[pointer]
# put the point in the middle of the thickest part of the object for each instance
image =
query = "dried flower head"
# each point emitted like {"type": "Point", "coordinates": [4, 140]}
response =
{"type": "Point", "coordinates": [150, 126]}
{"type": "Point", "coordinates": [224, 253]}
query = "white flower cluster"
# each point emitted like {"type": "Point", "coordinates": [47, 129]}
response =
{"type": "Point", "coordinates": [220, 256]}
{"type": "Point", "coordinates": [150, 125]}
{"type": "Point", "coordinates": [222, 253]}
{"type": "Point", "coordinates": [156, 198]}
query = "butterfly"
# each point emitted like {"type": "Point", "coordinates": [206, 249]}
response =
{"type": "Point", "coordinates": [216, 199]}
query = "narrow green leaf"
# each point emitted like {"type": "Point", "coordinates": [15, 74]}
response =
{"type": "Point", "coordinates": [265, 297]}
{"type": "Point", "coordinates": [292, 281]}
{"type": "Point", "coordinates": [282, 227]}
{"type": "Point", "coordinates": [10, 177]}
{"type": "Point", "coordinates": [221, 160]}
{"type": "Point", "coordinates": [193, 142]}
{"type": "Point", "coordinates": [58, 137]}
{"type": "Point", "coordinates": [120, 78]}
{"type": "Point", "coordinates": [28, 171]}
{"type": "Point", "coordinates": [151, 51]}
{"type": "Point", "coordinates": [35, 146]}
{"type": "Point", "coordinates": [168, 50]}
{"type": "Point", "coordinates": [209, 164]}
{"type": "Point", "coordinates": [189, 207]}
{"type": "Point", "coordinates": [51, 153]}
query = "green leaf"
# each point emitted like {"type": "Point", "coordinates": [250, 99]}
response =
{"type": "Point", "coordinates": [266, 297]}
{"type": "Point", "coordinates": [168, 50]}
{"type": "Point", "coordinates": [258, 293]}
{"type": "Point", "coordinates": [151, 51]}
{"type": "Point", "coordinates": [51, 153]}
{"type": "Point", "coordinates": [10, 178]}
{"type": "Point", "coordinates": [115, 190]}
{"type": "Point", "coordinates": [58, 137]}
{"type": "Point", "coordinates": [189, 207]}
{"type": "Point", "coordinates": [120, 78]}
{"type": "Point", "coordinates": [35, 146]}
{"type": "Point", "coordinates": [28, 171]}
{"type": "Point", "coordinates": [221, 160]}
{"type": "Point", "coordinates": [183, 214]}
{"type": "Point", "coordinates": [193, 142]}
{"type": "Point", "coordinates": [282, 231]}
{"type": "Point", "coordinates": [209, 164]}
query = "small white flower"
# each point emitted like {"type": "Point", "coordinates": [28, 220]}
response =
────────────────────
**What to work on**
Pull out every line in the material above that contains the string "leaf". Case must match.

**Completed exercise**
query = "narrow green leaf"
query = "green leaf"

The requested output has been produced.